WHAT IS EXPECTED
In the rows below, find every line that contains the word "shoreline" and copy each of those lines.
:: GIVEN ENTRIES ::
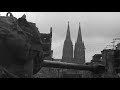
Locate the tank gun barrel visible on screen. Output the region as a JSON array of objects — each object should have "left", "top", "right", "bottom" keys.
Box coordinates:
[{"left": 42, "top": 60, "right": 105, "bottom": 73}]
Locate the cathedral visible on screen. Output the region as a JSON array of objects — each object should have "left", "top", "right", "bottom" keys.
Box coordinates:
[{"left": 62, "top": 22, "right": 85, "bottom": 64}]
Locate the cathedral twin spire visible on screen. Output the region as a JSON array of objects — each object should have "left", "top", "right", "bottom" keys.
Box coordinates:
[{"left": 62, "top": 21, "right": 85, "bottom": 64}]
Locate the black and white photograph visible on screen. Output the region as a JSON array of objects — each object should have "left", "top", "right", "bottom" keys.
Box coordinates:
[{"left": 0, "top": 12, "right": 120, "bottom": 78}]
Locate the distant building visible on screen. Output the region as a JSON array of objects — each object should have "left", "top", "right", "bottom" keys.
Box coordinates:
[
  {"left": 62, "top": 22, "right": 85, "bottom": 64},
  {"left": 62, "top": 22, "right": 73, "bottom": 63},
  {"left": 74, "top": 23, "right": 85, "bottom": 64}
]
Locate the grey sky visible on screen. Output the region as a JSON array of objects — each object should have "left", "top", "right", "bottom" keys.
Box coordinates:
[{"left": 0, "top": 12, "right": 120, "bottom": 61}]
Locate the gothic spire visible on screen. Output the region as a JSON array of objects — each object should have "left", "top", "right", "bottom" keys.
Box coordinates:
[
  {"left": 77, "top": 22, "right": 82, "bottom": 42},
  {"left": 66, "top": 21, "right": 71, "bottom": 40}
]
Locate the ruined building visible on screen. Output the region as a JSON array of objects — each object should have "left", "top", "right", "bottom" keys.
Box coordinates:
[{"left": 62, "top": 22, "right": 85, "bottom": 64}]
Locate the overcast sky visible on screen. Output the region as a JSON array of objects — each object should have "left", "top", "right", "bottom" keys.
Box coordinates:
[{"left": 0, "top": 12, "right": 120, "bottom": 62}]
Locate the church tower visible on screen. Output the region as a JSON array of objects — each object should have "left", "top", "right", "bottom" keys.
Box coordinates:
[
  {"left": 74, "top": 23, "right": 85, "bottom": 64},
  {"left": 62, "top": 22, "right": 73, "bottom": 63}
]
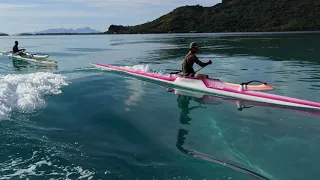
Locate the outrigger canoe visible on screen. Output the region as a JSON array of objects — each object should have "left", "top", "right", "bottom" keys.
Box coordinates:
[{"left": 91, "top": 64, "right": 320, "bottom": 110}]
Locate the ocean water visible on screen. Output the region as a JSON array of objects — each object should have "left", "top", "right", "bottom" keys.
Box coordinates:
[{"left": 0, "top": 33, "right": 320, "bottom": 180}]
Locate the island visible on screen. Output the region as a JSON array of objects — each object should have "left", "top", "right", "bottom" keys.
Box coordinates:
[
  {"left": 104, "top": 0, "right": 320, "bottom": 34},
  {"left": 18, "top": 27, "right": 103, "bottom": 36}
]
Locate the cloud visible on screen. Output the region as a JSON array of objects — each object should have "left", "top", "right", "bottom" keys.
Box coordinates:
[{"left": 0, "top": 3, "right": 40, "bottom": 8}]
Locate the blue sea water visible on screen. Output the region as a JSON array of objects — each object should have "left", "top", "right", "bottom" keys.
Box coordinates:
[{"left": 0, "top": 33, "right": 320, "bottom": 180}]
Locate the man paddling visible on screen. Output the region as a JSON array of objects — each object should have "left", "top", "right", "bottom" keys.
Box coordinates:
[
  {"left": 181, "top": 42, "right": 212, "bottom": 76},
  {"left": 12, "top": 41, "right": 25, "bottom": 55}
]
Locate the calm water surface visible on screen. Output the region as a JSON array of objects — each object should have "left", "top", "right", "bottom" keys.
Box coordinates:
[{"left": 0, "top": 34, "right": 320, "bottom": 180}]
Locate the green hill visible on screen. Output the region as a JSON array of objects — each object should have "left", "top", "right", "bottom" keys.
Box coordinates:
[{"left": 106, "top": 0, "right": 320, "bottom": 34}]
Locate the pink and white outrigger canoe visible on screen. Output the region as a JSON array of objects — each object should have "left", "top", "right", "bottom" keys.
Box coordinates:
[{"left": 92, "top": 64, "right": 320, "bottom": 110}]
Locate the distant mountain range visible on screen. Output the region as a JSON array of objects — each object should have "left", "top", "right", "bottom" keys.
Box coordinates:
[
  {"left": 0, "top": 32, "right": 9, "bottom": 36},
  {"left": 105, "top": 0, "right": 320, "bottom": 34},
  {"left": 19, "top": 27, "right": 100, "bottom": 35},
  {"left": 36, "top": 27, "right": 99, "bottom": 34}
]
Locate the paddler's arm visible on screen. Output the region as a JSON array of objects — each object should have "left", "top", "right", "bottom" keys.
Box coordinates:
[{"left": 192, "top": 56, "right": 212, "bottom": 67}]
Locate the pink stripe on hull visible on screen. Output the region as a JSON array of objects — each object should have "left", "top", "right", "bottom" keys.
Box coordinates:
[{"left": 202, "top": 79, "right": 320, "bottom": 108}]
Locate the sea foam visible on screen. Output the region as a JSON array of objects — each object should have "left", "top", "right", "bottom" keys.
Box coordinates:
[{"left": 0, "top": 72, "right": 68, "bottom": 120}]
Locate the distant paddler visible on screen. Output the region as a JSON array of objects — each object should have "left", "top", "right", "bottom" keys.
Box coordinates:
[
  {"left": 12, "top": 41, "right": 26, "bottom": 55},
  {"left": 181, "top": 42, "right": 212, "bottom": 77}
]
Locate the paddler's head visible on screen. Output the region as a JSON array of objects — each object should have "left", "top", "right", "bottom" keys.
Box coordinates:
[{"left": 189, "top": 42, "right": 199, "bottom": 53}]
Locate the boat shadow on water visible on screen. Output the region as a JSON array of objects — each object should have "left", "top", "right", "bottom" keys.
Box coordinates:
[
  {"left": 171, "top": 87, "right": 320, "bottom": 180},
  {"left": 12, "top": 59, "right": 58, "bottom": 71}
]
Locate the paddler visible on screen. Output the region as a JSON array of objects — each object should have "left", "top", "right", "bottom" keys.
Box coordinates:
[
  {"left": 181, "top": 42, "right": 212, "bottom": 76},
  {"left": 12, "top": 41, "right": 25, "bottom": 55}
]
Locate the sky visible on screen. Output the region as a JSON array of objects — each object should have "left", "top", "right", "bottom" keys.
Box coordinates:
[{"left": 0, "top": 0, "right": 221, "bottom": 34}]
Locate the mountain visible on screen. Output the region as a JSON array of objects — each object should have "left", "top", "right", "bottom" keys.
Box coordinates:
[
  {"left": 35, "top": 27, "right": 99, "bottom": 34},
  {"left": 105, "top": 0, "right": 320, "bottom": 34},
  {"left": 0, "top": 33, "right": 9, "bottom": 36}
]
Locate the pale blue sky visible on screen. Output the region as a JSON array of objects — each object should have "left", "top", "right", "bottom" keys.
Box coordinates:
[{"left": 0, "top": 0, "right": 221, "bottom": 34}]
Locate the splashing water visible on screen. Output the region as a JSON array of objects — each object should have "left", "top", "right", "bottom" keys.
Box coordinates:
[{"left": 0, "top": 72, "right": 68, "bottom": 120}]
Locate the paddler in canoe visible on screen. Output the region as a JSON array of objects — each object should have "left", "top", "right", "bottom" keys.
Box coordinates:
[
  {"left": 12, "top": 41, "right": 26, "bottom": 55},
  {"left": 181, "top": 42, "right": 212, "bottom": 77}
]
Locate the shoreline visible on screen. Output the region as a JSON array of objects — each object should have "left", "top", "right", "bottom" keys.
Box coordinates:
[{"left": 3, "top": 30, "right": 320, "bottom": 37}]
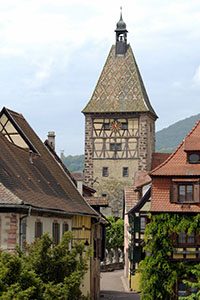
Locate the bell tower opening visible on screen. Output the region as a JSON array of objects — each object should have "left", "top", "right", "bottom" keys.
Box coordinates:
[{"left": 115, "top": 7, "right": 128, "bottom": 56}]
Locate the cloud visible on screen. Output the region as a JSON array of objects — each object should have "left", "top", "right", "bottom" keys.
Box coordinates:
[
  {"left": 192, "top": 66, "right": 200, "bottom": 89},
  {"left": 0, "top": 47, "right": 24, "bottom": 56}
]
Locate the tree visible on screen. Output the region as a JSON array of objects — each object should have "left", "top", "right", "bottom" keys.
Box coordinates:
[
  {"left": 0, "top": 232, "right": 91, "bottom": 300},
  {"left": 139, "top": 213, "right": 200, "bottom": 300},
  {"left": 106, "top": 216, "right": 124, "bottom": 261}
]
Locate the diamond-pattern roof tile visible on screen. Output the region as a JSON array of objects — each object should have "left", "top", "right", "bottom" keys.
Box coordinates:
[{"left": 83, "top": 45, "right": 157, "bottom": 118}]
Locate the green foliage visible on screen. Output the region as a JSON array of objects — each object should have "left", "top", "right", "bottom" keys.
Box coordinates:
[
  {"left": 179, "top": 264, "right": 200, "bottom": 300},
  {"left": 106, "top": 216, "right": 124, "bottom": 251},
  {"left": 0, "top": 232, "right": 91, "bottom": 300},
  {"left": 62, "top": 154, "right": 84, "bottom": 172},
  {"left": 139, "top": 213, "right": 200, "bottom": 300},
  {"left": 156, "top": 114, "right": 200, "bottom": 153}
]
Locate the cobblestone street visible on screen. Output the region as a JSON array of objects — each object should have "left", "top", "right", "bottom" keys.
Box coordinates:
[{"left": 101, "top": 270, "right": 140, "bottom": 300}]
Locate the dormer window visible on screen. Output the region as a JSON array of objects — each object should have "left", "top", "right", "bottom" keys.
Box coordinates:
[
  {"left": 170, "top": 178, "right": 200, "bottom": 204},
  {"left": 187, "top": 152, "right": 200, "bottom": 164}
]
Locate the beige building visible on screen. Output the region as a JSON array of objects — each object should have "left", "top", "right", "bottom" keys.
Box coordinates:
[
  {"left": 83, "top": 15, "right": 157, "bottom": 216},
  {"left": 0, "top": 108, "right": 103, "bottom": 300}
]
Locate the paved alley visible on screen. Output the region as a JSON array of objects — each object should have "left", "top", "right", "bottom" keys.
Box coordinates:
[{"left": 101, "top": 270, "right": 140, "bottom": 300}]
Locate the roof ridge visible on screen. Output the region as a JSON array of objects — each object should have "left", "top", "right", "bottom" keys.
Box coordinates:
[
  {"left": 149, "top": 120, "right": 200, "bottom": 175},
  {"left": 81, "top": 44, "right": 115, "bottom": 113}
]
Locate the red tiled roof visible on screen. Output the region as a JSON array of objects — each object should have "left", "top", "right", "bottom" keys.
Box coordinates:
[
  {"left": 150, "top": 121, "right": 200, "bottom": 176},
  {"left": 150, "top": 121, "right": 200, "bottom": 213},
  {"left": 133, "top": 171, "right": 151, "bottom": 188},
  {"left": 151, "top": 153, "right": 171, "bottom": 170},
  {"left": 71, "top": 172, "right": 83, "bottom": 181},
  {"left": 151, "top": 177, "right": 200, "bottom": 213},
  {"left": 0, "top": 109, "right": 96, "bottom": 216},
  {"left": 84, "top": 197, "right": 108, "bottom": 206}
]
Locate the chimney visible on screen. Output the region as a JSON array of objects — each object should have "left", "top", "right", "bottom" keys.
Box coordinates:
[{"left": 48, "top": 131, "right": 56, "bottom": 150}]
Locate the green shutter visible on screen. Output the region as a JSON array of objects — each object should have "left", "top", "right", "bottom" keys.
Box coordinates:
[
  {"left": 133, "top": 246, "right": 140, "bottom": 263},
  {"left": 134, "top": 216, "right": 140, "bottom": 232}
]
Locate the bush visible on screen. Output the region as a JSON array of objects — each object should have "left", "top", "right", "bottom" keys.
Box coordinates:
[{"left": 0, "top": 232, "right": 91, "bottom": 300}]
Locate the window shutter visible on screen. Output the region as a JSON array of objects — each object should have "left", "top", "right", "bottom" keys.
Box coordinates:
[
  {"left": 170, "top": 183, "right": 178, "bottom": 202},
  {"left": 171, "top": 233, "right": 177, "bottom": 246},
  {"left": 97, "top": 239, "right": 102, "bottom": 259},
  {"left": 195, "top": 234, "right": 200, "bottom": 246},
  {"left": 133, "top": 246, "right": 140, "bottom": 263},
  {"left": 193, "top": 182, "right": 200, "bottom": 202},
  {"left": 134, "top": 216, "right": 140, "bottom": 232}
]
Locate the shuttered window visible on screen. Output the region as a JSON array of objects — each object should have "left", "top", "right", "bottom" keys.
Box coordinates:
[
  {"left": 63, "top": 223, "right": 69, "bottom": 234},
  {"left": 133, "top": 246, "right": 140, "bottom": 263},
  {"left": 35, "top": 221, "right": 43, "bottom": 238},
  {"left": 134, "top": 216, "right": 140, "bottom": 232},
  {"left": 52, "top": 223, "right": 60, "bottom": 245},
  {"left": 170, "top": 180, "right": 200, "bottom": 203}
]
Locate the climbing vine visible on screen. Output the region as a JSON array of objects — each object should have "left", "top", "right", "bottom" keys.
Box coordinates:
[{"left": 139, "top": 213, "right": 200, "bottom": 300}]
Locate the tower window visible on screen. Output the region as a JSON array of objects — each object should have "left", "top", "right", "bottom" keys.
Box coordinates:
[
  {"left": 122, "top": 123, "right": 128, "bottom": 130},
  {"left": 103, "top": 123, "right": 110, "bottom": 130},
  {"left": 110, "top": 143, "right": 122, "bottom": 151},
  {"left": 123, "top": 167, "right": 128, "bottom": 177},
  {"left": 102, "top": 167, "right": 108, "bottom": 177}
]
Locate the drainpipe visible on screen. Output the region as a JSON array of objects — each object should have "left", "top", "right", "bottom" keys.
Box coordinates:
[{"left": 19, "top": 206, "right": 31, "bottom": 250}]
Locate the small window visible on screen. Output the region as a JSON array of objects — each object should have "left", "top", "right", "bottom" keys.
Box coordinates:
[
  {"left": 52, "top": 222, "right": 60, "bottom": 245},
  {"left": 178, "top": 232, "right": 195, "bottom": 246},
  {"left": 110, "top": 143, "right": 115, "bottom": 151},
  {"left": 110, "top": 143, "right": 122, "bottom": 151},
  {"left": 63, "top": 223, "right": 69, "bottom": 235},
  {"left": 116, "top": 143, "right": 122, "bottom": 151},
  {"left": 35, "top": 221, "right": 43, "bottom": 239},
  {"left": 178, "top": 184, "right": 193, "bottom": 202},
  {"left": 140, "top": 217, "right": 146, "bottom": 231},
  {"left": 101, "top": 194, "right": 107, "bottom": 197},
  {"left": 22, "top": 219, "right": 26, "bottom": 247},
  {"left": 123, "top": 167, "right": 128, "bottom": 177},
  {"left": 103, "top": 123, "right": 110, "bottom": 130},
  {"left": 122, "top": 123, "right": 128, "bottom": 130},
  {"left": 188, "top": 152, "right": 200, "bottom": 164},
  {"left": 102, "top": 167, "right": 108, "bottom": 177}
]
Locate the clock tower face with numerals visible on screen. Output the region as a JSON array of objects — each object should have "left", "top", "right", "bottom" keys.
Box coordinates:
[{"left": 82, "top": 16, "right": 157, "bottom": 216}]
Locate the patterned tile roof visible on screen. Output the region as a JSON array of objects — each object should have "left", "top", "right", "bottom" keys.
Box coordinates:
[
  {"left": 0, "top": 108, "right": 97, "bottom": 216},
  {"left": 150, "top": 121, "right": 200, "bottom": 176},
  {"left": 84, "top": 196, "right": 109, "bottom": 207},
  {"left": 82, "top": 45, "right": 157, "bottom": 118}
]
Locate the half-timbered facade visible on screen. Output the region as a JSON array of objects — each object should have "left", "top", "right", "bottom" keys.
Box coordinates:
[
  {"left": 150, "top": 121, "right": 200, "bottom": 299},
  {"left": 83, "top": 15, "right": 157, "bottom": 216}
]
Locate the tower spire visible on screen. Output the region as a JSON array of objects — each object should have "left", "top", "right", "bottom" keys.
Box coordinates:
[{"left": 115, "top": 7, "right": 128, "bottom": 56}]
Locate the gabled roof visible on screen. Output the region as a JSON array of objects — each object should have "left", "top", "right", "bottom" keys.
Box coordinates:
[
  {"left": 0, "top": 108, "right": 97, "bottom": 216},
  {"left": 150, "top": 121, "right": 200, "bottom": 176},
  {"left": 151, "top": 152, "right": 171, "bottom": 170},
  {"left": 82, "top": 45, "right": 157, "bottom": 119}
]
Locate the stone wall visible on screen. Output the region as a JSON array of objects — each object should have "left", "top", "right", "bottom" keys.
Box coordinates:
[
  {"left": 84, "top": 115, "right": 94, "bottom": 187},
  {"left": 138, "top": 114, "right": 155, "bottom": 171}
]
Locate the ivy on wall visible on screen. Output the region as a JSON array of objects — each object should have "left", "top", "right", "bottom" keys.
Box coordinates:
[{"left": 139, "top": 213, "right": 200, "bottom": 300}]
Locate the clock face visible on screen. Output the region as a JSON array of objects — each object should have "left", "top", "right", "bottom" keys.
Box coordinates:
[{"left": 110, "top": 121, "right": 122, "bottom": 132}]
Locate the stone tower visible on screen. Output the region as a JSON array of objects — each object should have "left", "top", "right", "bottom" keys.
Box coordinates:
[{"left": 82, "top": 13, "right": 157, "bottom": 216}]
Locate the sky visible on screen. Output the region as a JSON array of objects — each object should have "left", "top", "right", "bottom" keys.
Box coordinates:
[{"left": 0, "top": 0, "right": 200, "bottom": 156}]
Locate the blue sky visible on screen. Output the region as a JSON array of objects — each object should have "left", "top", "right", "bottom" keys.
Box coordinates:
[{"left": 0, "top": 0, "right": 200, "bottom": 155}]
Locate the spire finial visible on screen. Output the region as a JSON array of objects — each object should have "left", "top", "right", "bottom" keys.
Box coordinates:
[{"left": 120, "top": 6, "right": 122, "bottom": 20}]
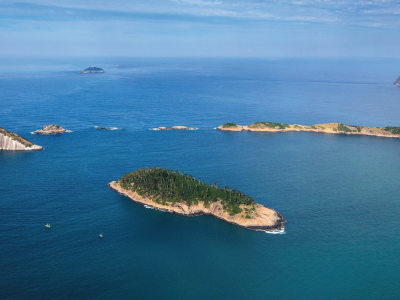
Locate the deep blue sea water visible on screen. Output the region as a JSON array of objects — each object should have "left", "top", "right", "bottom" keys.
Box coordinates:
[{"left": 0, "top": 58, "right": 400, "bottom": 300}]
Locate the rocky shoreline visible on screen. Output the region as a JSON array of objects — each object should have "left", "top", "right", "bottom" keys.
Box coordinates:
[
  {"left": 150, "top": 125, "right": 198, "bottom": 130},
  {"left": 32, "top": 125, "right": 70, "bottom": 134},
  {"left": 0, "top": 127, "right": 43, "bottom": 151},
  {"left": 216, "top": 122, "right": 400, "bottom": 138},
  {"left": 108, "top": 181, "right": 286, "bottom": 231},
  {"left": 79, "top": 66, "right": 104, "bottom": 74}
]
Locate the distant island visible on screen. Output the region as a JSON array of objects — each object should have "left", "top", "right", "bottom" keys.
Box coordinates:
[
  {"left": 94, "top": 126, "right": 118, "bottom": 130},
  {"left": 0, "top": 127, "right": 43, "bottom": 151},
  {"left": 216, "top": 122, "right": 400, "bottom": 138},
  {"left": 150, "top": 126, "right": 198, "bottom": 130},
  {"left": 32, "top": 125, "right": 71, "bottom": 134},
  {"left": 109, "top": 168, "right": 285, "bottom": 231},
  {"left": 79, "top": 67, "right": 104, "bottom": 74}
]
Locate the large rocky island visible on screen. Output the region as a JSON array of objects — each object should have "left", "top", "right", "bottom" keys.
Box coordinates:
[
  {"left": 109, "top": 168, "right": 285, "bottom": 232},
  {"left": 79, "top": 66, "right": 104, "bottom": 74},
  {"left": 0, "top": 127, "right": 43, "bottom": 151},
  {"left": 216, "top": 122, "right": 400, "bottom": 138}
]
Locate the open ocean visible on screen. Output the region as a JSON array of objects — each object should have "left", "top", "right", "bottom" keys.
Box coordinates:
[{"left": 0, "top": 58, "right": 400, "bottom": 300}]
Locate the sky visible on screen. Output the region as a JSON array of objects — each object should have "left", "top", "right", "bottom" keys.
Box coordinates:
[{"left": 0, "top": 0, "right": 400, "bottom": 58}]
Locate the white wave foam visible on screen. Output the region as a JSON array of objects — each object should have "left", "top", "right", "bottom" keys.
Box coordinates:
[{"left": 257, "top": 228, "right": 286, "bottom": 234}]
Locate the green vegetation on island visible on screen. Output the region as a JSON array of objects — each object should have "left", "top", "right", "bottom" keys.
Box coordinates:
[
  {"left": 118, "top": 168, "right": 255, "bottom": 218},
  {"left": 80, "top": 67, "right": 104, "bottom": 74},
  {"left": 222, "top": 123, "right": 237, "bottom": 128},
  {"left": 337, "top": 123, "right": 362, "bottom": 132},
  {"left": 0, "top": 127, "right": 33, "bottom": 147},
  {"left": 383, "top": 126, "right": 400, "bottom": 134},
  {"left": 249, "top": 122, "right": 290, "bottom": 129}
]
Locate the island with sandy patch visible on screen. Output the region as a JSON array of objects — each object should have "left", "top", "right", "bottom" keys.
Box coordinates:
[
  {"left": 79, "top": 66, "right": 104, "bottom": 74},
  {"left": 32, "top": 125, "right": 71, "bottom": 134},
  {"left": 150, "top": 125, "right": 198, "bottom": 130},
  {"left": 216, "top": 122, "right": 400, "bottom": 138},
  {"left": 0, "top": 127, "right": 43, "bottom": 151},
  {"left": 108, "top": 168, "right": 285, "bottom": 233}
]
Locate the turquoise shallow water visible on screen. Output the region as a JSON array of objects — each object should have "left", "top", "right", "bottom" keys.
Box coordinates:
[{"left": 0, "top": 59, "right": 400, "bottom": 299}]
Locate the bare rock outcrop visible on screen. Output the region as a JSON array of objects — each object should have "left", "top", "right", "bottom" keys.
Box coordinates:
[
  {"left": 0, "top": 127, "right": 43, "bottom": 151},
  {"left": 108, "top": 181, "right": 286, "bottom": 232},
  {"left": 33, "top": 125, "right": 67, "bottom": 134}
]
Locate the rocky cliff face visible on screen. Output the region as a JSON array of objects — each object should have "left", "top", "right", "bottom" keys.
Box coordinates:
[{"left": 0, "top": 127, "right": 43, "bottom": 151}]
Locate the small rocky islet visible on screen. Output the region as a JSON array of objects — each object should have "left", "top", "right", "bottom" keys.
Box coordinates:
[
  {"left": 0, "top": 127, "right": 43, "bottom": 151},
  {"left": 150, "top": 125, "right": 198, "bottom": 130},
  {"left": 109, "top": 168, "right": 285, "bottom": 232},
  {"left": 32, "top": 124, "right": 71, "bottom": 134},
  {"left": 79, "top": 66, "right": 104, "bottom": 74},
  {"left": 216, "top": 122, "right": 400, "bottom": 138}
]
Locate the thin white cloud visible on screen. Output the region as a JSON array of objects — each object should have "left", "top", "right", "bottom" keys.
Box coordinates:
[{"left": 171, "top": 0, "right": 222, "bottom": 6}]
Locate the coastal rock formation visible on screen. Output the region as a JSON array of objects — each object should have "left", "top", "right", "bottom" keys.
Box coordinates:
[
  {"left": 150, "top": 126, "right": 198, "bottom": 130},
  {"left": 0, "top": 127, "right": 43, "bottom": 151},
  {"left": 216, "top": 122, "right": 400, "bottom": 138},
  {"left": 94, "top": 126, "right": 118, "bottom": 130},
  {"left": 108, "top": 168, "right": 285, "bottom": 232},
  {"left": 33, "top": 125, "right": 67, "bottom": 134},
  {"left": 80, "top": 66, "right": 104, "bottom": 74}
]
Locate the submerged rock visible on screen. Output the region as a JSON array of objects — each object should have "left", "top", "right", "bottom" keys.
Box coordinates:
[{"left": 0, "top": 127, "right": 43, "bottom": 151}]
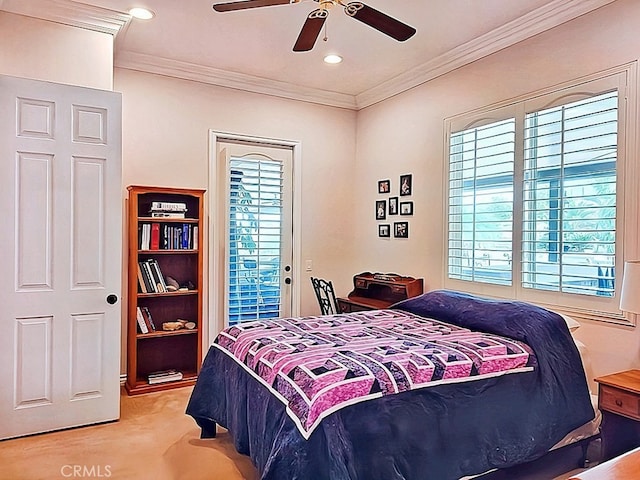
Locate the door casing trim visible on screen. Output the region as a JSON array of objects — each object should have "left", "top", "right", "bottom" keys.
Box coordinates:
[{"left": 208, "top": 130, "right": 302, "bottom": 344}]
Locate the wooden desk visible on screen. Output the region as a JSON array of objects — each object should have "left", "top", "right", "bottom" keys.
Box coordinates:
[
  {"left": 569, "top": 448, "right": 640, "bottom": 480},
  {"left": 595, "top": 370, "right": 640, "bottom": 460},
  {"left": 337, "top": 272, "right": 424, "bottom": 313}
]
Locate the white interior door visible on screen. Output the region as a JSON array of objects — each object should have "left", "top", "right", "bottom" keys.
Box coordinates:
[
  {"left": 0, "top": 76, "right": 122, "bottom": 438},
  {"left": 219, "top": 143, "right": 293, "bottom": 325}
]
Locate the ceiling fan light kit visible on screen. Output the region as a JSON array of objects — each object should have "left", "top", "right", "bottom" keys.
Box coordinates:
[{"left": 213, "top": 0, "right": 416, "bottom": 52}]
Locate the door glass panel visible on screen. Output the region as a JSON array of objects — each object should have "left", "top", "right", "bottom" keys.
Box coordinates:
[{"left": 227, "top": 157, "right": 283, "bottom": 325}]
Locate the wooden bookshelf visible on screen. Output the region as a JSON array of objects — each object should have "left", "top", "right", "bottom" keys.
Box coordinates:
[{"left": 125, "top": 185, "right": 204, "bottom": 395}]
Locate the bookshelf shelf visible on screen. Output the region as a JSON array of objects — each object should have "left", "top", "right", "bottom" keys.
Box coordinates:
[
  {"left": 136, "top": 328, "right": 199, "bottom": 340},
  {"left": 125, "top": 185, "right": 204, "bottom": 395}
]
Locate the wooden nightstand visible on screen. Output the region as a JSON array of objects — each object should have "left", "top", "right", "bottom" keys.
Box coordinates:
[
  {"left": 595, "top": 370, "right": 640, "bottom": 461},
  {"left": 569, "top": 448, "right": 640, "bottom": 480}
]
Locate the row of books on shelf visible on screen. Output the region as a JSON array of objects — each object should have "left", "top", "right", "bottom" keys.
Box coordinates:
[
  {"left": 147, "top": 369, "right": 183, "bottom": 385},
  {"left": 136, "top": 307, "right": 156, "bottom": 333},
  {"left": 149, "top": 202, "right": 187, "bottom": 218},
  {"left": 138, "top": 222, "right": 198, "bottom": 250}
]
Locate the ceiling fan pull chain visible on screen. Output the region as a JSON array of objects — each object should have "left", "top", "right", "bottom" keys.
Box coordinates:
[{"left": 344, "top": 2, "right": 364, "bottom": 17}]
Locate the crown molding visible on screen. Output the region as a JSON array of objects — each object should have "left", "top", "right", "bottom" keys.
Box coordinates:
:::
EXERCISE RESULT
Locate the shoreline visible on screen. Output the region as a JSON array of objects — each object should have "left", "top", "right", "bottom" keys.
Locate the rocky shoreline visible on screen. Output the region as a JSON array of objects — each object should have "left", "top", "right", "bottom" keys.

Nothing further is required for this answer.